--- Teks ---

“Apa tujuan hidup saya? Saya tidak mencarinya di Alkitab, tidak mencarinya di Al-Qur’an, melainkan bertanya kepada AI,” ujar Guru Besar Nanyang Technological University (NTU) Singapura, Ang Peng Hwa, dalam Information Resilience and Integrity Symposium (IRIS) di Universitas Gadjah Mada (UGM), Kamis (21/8).
Pernyataan itu merujuk pada temuan riset terbaru yang menunjukkan pergeseran tren penggunaan kecerdasan buatan atau artificial intelligence (AI) pada 2025. AI kini lebih banyak dimanfaatkan untuk curhat, terapi emosional, hingga sarana mencari makna hidup, bukan lagi dominan dipakai untuk menghasilkan ide atau pencarian teknis.
Menurut Ang, tiga besar penggunaan AI pada 2025 adalah Therapy and Companionship (terapi dan teman curhat), Organize Life (mengatur hidup), dan Find Purpose (mencari tujuan hidup). Data tersebut berasal dari riset di Amerika Serikat yang diterbitkan di Harvard Business Review tahun 2025.
Tren ini berbeda dengan 2024, ketika tiga besar penggunaan AI masih lebih variatif, yakni Generate Idea, Therapy and Companionship, serta Specific Search.
Senada dengan Ang, Sekretaris Eksekutif Center for Digital Society (CfDS) UGM, Syaifa Tania, mencatat fenomena baru bahwa AI kini kerap dijadikan tempat curhat. Namun, ia menilai tren ini juga menghadirkan tantangan tersendiri.
“Ada fenomena baru terkait soal banyak orang yang curhat di AI. Nah ini hal yang di satu sisi menghadirkan tantangan karena kalau kita curhat, kita mengekspos banyak data pribadi, informasi personal,” kata Tania.
Simposium IRIS 2025 membahas empat isu utama penggunaan AI, yakni deepfake untuk penipuan finansial, pengawasan dan privasi dalam pembangunan digital, respons regional terhadap manipulasi informasi asing, serta peran informasi dalam ketahanan demokrasi.
Acara ini dibuka oleh Menteri Komunikasi dan Digital Meutya Hafid, Direktur Eksekutif CSIS Yose Rizal Damuri, serta Wakil Rektor Bidang Pendidikan dan Pengajaran UGM Wening Udasmoro.

--- Yang Diharapkan ---
Jawablah berdasarkan teks tentang simposium IRIS:
1. Di universitas mana simposium itu diadakan?
2. Di mana riset tentang penggunaan AI tahun 2025 diterbitkan?
3. Siapa Sekretaris Eksekutif Center for Digital Society (CfDS) UGM?
Daftar sesudah teks ini tidak perlu dipakai.

--- Data yang Ditampilkan ---
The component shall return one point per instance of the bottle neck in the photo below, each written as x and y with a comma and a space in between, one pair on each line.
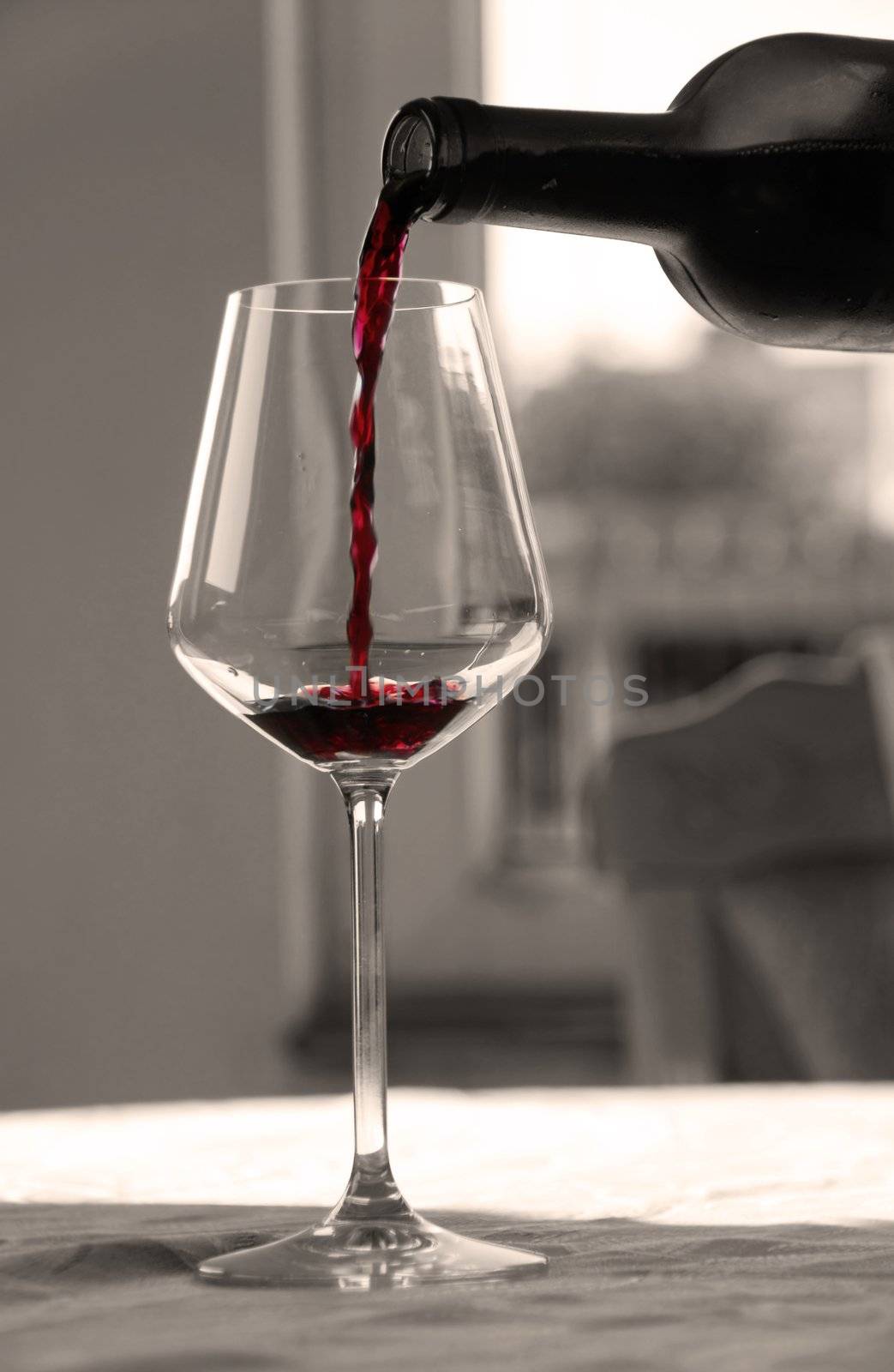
606, 175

--- Jawaban Tertulis ---
1. Universitas Gadjah Mada (UGM)
2. Harvard Business Review
3. Syaifa Tania